Aim of the exercise
If a line below contains the string "petal", copy it out.
+ + + +
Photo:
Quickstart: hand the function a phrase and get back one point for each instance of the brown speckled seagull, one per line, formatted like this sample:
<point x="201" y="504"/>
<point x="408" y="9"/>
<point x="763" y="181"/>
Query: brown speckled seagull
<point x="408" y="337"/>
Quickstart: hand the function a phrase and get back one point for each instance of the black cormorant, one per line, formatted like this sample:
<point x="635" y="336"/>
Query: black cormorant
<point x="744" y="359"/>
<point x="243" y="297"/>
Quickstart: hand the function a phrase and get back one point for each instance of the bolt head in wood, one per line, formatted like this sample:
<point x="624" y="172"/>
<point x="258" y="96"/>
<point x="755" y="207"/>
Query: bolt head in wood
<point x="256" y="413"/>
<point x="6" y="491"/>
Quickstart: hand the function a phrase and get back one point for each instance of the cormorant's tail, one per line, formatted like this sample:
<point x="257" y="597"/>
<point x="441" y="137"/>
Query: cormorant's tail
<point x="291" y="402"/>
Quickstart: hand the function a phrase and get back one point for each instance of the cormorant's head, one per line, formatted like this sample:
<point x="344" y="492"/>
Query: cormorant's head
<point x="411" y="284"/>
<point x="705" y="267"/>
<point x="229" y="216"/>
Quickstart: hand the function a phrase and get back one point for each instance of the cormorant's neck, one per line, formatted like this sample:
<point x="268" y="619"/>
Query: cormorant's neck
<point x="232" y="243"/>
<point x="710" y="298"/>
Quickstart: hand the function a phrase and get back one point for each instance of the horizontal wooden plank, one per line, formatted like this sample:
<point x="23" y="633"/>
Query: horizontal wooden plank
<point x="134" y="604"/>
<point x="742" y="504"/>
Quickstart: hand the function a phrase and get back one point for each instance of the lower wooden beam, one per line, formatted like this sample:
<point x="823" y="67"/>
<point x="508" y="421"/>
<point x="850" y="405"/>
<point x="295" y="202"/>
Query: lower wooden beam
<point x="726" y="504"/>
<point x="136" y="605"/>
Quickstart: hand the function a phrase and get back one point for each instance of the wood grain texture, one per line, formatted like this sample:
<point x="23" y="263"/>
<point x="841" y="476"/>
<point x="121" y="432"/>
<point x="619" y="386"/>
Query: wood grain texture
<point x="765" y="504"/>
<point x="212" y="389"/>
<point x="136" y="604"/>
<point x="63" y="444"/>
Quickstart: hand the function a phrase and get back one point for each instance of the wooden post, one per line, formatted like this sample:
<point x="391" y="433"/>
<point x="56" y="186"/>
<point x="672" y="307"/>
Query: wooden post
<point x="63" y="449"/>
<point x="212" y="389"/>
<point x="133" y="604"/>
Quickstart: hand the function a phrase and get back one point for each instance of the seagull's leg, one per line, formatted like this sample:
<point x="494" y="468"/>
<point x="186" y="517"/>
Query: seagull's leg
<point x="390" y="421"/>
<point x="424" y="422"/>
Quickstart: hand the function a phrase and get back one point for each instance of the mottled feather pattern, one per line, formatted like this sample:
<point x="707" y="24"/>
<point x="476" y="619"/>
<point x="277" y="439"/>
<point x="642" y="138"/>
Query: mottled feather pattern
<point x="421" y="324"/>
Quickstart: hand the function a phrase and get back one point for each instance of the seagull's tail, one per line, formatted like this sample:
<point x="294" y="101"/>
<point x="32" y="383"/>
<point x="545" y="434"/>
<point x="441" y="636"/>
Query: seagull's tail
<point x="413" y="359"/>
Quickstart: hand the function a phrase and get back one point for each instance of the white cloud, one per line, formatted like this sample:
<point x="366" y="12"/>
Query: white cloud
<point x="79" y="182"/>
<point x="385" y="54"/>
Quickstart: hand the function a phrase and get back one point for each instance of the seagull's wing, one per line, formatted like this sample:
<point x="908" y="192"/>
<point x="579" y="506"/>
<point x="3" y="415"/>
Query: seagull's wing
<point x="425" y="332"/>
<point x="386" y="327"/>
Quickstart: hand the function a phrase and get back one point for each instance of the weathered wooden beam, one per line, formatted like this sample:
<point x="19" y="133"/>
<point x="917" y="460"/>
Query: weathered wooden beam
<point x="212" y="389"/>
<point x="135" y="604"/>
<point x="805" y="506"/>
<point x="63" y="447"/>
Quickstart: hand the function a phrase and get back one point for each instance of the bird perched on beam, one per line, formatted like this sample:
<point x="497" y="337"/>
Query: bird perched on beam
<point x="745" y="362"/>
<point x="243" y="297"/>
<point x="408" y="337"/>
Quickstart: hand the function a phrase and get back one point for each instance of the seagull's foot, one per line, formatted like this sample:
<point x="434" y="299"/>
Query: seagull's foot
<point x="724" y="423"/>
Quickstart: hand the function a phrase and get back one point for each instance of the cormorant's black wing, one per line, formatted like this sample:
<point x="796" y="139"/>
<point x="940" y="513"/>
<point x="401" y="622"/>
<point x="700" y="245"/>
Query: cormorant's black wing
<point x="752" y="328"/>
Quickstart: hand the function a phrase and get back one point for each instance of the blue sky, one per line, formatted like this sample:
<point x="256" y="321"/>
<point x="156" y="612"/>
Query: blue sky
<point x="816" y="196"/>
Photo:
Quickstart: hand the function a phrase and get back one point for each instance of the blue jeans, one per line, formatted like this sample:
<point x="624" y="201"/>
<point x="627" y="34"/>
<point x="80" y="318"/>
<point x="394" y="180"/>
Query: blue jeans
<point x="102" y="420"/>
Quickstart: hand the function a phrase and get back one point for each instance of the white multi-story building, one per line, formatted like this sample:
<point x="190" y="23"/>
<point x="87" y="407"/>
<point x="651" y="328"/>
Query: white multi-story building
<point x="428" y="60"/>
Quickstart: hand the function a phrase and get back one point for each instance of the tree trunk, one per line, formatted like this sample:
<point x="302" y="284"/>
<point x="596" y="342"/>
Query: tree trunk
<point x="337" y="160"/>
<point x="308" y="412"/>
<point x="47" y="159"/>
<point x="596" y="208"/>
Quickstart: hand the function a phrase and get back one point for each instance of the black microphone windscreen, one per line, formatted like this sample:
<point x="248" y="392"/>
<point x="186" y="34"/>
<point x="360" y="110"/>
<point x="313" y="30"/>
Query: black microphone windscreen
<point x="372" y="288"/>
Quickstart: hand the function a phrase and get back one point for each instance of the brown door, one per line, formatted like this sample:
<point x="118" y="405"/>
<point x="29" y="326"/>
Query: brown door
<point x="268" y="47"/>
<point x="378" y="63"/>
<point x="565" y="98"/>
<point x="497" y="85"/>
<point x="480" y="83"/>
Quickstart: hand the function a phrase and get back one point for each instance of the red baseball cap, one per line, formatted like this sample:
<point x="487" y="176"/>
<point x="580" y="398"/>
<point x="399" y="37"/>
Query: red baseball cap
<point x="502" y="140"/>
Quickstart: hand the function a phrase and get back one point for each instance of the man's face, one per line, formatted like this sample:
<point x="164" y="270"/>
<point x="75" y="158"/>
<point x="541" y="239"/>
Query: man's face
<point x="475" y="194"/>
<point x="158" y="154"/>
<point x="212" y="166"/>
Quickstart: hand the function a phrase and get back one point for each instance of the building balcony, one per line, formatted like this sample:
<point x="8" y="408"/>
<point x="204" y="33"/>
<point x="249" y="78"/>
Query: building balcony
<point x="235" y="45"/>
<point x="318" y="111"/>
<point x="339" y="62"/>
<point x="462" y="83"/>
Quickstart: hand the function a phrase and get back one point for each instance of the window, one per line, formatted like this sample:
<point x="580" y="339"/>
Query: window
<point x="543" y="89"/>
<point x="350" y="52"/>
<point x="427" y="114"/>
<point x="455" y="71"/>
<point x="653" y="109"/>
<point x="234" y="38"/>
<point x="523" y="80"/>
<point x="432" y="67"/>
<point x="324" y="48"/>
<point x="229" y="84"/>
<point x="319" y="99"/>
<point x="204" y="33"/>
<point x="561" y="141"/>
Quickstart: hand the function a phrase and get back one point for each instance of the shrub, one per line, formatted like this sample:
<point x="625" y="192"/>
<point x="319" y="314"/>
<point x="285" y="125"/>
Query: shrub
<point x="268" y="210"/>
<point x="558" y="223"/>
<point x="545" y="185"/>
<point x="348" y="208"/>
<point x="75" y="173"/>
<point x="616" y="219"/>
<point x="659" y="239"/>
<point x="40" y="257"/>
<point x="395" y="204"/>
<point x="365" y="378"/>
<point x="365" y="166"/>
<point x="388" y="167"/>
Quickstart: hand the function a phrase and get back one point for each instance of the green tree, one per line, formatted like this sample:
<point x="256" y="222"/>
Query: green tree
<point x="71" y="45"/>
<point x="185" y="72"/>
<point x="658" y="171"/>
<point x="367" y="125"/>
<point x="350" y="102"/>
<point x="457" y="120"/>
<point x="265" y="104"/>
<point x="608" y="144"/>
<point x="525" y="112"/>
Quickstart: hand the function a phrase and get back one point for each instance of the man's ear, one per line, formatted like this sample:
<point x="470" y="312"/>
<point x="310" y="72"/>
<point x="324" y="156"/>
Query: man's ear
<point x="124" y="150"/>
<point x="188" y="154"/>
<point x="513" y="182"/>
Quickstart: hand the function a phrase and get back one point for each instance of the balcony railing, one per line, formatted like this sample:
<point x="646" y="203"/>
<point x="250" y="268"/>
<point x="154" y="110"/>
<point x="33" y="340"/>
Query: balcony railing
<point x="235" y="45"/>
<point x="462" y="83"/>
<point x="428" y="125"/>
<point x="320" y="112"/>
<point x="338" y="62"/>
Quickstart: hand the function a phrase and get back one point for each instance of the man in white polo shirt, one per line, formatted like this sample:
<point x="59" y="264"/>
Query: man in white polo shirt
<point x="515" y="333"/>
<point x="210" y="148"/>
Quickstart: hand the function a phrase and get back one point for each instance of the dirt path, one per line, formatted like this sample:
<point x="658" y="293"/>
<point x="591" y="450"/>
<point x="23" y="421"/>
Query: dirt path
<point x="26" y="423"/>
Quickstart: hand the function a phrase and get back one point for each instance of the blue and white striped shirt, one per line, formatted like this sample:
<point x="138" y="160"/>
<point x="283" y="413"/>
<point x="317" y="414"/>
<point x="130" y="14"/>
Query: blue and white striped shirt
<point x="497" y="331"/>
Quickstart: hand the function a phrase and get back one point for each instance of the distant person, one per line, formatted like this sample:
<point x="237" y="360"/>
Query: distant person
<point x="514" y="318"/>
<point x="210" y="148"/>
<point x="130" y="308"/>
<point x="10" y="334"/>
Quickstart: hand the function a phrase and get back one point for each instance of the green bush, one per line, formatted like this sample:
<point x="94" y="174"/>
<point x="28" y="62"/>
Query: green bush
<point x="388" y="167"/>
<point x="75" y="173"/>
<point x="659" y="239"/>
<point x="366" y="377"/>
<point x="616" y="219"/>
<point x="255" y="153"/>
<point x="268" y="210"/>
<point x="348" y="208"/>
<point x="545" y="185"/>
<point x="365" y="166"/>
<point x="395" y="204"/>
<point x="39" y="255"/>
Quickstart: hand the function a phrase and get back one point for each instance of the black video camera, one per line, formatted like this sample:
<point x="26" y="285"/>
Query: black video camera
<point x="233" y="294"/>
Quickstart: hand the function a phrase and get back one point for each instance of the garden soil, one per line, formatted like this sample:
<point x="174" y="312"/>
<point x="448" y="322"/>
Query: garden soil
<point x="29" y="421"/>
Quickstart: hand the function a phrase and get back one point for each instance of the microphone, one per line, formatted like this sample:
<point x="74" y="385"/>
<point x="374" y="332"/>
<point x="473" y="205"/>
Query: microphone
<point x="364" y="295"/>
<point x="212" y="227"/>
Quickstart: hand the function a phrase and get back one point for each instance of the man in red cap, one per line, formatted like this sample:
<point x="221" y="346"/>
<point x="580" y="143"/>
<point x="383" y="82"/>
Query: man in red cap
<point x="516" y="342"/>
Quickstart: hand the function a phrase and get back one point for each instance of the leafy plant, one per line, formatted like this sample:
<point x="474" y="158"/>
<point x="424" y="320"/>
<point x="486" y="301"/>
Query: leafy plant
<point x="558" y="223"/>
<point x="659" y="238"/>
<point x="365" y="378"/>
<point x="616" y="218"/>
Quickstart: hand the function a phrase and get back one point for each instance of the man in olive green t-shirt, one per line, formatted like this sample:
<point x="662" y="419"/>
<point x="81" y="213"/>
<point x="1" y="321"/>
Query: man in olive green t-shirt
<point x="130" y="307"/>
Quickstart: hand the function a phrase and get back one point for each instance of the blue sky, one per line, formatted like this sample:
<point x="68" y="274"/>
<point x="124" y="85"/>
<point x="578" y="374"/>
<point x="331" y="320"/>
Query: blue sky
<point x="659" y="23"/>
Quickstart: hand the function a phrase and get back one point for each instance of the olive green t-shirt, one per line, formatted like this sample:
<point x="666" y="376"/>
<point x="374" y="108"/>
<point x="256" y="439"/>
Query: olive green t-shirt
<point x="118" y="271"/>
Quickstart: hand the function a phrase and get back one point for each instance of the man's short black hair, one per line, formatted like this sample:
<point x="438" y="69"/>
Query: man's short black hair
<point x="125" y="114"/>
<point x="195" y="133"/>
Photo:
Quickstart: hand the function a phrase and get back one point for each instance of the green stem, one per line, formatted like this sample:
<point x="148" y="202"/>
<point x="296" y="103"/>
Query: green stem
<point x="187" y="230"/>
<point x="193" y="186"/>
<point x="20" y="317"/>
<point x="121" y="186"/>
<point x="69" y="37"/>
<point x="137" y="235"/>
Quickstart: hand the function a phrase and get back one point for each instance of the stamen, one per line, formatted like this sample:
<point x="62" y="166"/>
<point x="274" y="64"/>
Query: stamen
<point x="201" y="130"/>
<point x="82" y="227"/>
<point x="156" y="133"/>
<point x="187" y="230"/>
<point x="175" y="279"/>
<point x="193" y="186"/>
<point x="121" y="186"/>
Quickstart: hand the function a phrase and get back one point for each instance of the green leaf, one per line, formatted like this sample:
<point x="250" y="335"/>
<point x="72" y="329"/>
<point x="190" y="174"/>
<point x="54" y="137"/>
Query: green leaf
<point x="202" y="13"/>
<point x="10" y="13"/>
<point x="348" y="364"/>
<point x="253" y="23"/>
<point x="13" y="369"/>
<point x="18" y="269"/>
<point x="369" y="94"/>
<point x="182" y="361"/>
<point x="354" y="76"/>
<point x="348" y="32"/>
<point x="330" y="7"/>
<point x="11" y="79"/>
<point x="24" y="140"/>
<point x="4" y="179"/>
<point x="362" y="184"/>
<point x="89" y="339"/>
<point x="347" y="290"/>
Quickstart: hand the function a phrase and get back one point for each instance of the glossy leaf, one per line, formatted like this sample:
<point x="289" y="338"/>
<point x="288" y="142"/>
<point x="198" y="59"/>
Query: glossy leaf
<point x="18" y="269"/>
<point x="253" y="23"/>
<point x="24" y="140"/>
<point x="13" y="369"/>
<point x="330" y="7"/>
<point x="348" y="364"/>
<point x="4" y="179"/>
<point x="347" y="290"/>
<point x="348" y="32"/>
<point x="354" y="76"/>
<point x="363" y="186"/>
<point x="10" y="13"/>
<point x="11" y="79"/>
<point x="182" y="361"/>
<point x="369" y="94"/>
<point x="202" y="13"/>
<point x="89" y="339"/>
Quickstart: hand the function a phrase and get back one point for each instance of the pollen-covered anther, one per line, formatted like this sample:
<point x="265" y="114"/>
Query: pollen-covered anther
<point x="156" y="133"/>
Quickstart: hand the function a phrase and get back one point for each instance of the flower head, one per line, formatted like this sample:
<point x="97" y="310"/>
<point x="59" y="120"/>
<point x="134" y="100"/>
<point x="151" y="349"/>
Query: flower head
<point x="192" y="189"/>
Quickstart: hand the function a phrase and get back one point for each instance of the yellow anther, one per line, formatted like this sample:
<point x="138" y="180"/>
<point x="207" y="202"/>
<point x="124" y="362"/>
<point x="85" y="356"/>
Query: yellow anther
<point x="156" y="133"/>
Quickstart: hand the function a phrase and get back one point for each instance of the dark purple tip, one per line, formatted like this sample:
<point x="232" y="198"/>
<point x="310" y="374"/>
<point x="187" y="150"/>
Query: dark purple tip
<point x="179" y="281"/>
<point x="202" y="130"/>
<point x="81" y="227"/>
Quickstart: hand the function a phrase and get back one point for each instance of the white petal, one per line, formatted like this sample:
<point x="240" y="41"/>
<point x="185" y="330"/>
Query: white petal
+ + + +
Task response
Quickstart: hand the function a phrase and get back one point for each instance of the white petal, one per line, formatted like this sample:
Query: white petal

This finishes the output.